§ TASK BRIEF
Copy every line from the one that holds "with backpack in this photo." to the end of the records below, exactly and with nothing else, but without any pictures.

§ RECORDS SHOWN

▬▬▬▬▬▬▬▬▬▬

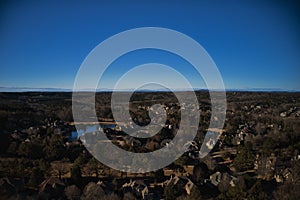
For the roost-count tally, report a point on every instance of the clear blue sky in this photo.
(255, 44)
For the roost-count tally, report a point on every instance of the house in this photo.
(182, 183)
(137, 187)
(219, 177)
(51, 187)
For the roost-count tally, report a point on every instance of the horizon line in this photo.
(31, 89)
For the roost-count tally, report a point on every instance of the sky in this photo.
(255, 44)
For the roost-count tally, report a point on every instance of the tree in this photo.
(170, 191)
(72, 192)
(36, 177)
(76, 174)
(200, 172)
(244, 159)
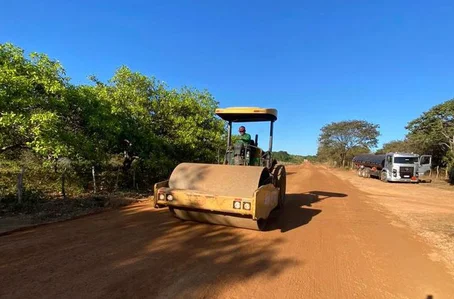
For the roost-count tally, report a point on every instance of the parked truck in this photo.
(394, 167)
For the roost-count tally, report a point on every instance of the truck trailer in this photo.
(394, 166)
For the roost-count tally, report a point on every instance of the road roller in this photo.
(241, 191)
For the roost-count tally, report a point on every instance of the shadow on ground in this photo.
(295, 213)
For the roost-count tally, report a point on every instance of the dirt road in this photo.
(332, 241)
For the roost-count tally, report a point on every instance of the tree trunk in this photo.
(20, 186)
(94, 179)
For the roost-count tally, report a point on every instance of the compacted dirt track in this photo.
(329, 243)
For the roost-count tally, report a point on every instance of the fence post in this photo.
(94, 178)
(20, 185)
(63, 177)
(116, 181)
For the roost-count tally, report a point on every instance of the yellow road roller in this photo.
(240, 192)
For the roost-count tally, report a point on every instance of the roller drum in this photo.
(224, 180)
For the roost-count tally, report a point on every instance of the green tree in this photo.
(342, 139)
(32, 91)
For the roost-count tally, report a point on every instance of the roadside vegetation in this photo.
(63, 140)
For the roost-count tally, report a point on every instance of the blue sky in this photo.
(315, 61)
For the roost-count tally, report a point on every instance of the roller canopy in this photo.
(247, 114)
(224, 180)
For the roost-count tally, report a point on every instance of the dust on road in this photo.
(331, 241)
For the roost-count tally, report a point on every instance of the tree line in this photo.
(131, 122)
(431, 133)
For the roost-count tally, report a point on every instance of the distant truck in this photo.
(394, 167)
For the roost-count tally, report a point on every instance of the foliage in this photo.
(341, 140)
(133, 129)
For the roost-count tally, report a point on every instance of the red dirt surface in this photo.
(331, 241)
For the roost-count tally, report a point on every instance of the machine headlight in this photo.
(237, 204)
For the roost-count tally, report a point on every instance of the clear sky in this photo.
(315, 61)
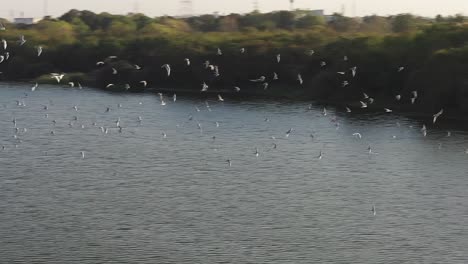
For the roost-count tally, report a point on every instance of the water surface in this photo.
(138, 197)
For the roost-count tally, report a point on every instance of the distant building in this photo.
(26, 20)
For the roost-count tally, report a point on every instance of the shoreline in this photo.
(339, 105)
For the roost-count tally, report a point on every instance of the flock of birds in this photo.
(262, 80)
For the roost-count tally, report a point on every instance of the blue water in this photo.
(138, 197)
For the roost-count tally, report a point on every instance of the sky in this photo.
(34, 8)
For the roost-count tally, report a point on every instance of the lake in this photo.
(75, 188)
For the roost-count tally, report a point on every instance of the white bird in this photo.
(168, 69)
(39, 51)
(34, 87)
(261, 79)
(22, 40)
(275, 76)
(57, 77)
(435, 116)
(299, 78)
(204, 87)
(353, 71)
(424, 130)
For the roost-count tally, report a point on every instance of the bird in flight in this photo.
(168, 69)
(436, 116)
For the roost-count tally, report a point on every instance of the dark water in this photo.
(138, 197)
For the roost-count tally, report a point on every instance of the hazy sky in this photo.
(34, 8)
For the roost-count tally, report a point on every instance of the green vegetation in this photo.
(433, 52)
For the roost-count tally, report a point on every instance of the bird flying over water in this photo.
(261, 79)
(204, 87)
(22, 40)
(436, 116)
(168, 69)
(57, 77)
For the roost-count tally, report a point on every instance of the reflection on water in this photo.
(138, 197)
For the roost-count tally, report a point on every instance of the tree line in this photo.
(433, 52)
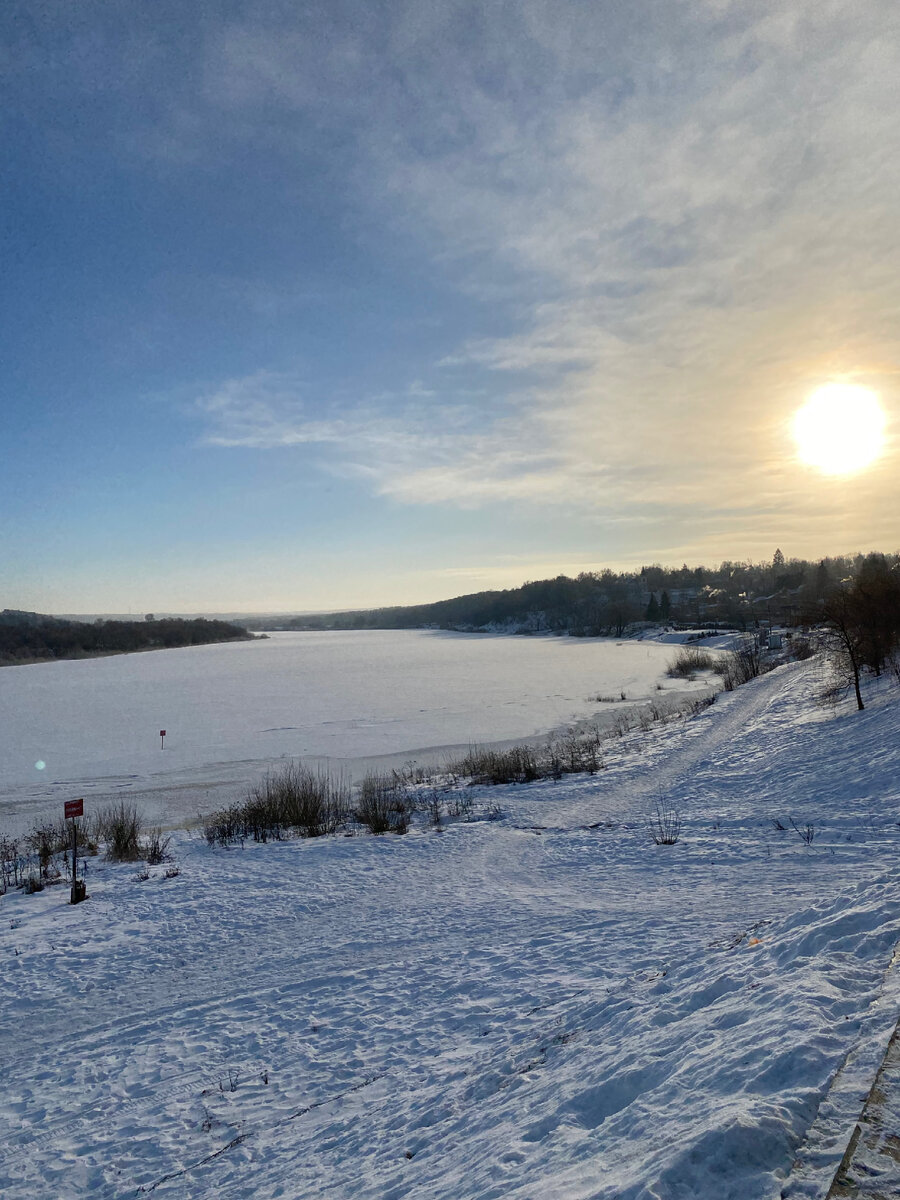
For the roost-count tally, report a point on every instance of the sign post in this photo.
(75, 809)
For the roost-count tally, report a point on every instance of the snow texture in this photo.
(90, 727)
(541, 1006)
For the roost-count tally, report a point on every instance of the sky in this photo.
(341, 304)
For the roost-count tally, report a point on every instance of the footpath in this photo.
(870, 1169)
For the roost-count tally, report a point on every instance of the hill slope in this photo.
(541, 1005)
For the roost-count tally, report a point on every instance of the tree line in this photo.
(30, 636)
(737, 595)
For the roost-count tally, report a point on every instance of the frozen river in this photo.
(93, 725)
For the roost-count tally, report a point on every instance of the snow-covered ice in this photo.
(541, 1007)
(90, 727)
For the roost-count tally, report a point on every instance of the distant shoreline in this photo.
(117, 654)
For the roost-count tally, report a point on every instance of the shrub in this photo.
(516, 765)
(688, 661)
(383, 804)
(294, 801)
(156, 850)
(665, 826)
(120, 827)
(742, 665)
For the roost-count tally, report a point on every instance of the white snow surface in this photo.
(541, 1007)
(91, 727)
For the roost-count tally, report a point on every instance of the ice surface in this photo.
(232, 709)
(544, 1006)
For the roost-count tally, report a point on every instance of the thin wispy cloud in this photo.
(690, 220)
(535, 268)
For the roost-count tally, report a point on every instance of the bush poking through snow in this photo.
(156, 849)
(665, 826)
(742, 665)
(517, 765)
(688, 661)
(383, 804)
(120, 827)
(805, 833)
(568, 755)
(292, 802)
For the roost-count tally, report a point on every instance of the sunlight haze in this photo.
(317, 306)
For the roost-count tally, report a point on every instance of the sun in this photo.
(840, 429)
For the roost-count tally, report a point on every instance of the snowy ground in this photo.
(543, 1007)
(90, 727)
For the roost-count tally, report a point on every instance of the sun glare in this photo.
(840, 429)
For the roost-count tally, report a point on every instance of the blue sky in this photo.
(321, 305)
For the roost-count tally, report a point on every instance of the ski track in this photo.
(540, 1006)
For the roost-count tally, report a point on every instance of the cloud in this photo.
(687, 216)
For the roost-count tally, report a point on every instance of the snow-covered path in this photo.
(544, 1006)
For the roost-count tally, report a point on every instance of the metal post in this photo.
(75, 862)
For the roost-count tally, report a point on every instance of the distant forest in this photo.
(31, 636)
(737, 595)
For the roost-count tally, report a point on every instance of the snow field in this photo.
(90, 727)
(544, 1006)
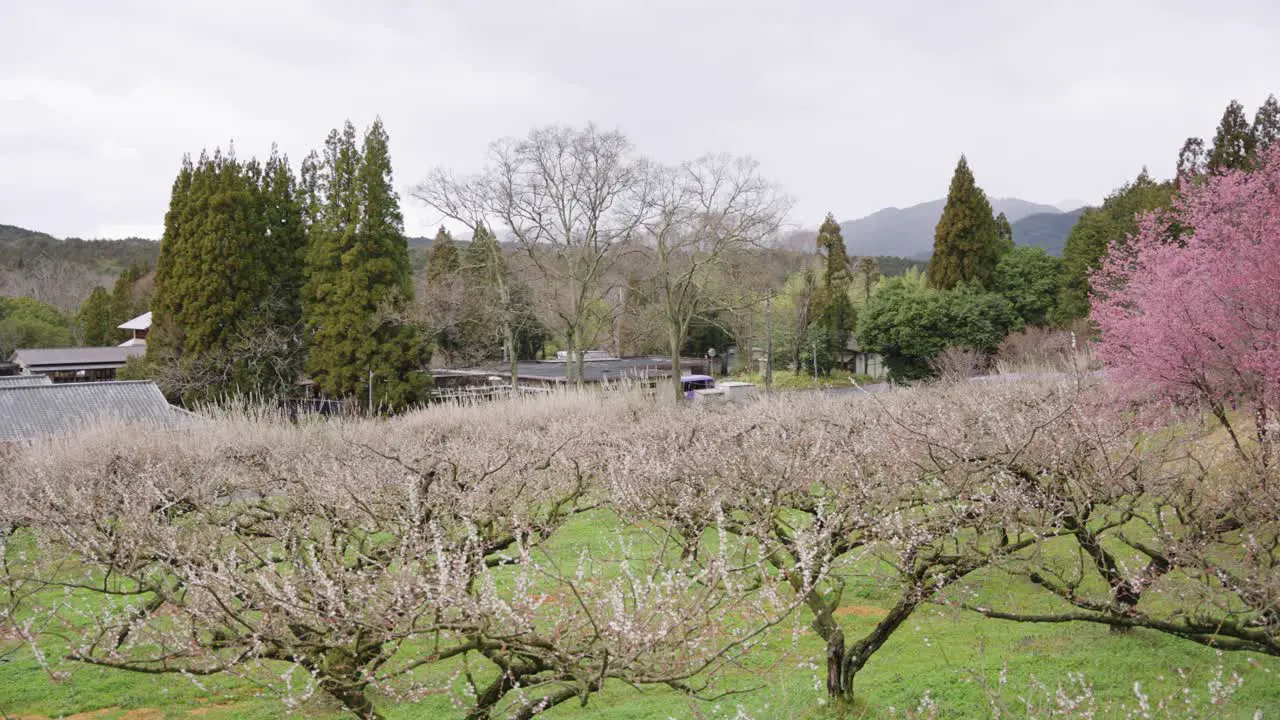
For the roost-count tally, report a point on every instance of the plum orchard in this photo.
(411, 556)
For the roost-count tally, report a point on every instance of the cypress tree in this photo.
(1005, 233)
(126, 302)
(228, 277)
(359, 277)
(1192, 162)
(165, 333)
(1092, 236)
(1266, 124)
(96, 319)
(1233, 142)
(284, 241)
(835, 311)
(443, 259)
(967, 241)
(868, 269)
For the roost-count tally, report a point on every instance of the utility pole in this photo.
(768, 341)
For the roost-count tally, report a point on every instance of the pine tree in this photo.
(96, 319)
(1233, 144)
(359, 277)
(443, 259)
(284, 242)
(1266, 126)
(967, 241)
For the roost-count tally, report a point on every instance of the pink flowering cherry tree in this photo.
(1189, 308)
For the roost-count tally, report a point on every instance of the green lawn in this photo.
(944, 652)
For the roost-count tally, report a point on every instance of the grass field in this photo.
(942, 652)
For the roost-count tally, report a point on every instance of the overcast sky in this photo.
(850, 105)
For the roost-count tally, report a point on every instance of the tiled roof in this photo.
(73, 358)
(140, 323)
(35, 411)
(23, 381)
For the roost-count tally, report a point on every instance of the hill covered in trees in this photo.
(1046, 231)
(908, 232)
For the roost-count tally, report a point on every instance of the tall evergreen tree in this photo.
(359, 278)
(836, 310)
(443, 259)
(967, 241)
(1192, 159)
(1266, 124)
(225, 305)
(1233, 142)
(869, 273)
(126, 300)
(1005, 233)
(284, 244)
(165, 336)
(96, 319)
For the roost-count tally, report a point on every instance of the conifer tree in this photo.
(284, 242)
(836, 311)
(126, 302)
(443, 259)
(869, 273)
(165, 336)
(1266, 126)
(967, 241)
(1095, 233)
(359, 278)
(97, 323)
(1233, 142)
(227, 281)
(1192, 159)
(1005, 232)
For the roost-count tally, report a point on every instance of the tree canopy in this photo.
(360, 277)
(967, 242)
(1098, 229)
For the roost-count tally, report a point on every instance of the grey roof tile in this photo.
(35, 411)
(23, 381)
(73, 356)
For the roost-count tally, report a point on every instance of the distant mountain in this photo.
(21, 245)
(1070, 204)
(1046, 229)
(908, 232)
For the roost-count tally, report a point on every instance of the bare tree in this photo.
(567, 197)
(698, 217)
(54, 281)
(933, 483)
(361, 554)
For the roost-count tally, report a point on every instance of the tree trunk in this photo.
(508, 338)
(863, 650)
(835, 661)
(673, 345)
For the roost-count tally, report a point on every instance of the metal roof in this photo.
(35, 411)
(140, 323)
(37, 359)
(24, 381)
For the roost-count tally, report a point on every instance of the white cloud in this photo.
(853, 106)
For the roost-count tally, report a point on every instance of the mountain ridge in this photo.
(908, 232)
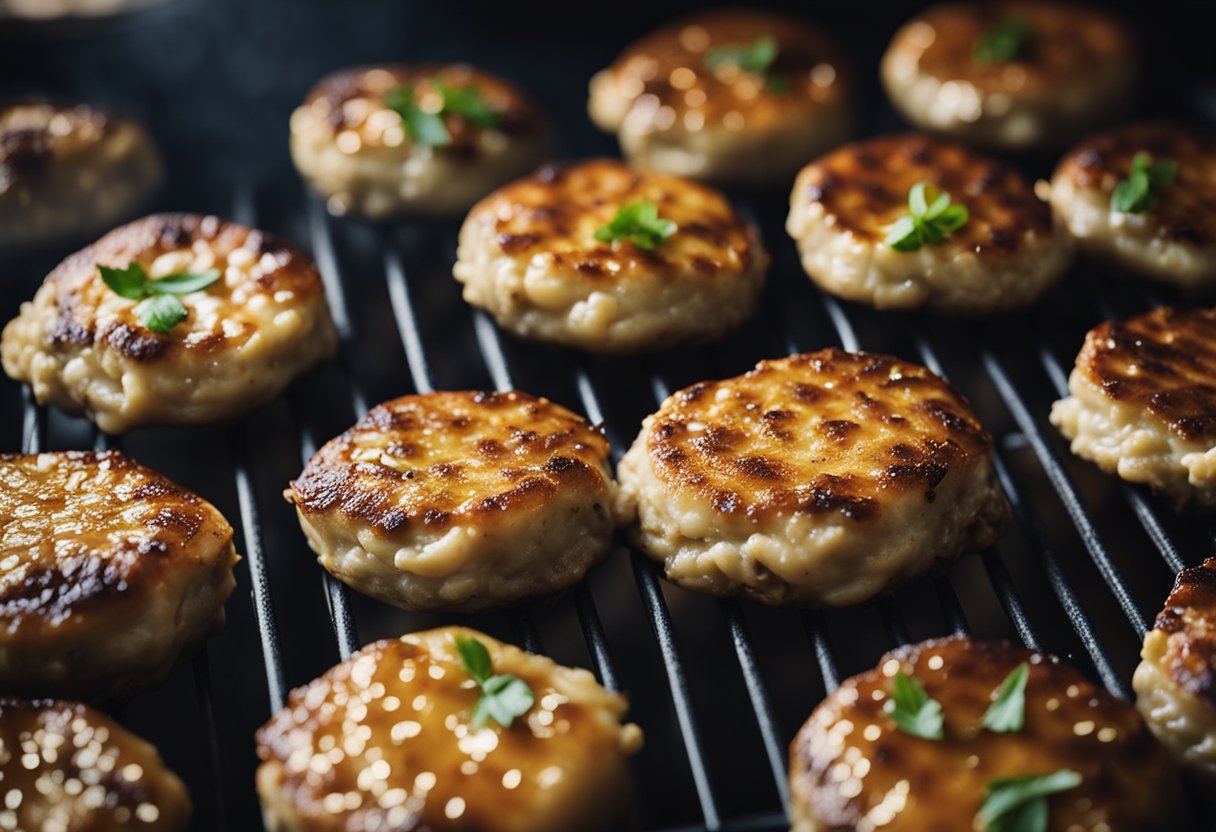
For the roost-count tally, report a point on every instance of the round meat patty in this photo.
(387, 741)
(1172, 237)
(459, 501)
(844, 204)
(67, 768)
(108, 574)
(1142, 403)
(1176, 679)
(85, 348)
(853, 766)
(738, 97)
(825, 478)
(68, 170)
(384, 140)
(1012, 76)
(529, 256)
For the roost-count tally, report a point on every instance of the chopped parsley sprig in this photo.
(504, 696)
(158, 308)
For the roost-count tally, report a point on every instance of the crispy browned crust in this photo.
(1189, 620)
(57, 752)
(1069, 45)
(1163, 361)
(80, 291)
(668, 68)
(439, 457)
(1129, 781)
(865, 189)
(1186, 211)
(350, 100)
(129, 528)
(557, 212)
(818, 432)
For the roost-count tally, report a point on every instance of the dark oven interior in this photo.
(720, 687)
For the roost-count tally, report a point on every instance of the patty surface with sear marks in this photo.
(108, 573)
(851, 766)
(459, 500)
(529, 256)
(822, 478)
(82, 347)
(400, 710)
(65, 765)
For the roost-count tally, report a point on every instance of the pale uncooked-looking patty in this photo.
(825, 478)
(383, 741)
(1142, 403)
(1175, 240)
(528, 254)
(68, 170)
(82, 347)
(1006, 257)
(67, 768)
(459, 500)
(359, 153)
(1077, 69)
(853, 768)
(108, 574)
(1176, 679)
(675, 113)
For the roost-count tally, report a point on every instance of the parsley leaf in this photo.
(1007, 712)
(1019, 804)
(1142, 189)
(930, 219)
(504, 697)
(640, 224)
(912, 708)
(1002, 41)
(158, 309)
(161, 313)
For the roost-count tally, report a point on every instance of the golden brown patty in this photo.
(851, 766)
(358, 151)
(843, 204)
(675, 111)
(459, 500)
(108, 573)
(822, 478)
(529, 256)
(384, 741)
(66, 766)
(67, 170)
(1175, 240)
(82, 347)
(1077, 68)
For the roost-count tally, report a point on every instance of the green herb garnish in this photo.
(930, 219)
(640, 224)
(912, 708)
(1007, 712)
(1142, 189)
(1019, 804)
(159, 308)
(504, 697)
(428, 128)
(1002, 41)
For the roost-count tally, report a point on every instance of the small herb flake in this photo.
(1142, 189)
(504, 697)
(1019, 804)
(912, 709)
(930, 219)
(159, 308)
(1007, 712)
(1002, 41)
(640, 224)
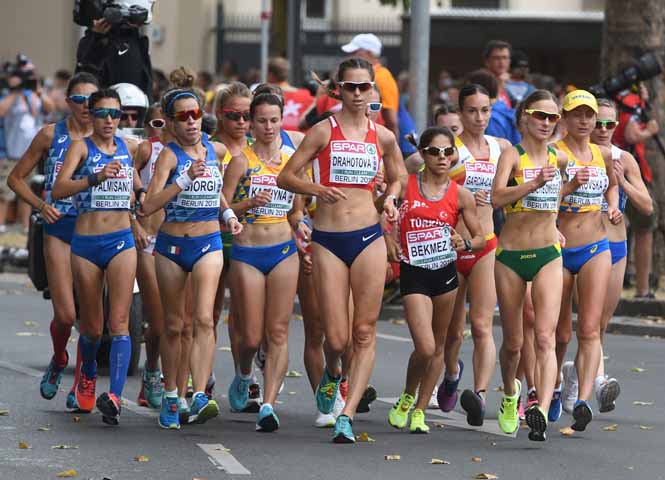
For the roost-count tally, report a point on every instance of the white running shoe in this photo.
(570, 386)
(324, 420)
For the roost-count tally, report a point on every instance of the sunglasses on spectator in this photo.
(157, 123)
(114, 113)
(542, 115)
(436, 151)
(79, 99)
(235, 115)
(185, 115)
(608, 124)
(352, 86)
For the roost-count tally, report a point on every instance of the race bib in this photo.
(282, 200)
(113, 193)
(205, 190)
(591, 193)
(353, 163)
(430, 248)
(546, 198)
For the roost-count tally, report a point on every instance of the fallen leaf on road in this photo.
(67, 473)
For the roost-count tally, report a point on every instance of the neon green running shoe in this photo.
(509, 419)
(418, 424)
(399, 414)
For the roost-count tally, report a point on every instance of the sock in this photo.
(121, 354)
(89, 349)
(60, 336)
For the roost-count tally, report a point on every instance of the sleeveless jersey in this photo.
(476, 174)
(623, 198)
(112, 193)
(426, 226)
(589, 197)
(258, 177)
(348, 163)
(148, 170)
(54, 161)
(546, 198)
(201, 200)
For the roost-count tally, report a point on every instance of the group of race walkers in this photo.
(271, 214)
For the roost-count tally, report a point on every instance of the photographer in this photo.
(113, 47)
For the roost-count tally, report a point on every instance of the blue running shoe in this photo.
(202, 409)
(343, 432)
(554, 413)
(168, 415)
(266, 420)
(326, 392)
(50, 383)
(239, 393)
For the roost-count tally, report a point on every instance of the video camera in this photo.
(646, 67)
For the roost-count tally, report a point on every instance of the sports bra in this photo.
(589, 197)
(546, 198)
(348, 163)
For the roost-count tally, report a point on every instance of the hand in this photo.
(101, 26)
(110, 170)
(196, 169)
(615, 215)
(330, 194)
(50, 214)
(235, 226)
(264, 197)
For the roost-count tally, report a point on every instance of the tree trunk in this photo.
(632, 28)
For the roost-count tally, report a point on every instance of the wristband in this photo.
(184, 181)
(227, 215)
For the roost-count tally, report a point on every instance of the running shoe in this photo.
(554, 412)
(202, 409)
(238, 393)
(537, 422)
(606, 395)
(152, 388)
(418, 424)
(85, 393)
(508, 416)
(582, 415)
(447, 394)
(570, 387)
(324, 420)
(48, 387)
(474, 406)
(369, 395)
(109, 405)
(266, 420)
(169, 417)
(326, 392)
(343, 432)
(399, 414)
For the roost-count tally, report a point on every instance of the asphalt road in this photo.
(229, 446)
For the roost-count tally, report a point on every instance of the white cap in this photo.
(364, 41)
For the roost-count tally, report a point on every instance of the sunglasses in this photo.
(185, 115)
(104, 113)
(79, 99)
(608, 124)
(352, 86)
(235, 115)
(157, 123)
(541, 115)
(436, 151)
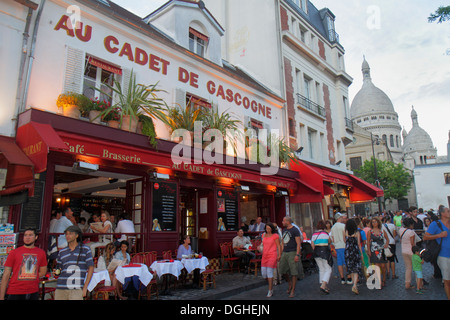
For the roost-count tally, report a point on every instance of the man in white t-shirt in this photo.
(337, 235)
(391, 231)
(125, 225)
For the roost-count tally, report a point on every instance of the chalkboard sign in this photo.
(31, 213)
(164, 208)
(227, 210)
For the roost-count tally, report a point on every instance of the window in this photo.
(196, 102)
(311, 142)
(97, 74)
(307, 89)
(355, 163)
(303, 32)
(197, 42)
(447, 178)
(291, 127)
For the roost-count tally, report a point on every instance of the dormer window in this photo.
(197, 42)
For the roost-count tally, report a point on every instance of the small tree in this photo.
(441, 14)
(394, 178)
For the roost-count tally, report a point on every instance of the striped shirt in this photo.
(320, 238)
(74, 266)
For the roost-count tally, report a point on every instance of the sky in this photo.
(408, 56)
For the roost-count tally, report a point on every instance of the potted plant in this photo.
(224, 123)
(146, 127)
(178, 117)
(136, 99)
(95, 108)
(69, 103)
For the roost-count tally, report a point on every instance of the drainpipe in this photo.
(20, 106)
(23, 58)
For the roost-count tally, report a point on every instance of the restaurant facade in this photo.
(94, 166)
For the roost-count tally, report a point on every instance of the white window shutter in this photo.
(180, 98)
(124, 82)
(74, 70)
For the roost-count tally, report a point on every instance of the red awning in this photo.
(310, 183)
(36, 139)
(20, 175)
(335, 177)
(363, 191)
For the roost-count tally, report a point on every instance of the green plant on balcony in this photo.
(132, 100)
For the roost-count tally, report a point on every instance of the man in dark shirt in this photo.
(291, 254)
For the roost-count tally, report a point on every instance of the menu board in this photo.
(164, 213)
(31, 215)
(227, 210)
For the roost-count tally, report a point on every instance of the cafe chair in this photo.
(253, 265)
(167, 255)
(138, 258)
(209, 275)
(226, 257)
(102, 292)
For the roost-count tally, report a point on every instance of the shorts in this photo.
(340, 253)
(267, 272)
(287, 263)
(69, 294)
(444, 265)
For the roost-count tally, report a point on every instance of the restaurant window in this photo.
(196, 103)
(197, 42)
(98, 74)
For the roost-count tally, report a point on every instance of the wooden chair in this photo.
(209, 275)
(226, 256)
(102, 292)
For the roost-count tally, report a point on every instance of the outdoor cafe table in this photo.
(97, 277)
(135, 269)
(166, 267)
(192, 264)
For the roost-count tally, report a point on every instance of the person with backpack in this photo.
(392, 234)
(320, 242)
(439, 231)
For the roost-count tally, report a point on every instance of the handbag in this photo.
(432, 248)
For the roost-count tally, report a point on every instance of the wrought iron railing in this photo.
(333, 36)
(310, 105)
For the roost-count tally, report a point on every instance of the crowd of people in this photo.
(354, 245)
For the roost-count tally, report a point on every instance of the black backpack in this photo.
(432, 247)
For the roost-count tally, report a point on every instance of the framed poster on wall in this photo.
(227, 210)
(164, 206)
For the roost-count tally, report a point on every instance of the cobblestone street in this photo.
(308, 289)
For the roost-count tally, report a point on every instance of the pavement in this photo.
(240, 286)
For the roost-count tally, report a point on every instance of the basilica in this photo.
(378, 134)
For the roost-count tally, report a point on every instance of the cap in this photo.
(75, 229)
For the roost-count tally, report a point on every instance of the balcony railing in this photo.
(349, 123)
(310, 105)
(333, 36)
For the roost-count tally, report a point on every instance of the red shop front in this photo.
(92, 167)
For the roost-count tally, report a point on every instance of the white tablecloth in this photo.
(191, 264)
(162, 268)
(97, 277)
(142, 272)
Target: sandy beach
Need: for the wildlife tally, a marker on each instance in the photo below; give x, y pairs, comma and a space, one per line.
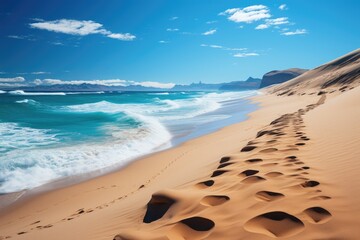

▬▬▬▬▬▬▬▬▬▬

§ RESPONSE FOR THIS EXERCISE
For the roost-count tally, report a point on every instance of the person with backpack in this photo.
(392, 234)
(320, 242)
(439, 231)
For the roost-count tally, report a point on every instance of the handbag in this photo.
(432, 248)
For the roost-count tally, report a point on every instance of the wrought iron railing in this photo.
(333, 36)
(310, 105)
For the roost-count tally, report a point on every instance of the crowd of people in this photo.
(354, 245)
For the roost-count tally, report a point on every instance of the black backpack in this photo.
(432, 247)
For the roost-count tally, report a point on every instance of the framed poster on wall in this photo.
(227, 210)
(164, 206)
For the roost-count tally, report a point on every instance of the cobblestone street in this photo.
(308, 289)
For the roost-count tally, report a point on every instance of the pavement in this photo.
(240, 286)
For the roost-count tally, report a point on every instance of the basilica in this photo.
(378, 134)
For the roost-count tally, report a point on every instance of the cap in this photo.
(75, 229)
For the roost-count tally, report a point on every instance of the balcony railing in this photo.
(349, 123)
(310, 105)
(333, 36)
For the roost-count tally, report a point on every instance of the red shop front in this photo.
(92, 167)
For the roost-count tally, report a point on every instance of the white tablecloth in this photo.
(191, 264)
(162, 268)
(97, 277)
(142, 272)
Target: sandy beach
Need: for the wildlife tally, a marker on each instance in the photo below; give x, y pairs, comma and a space, one per line.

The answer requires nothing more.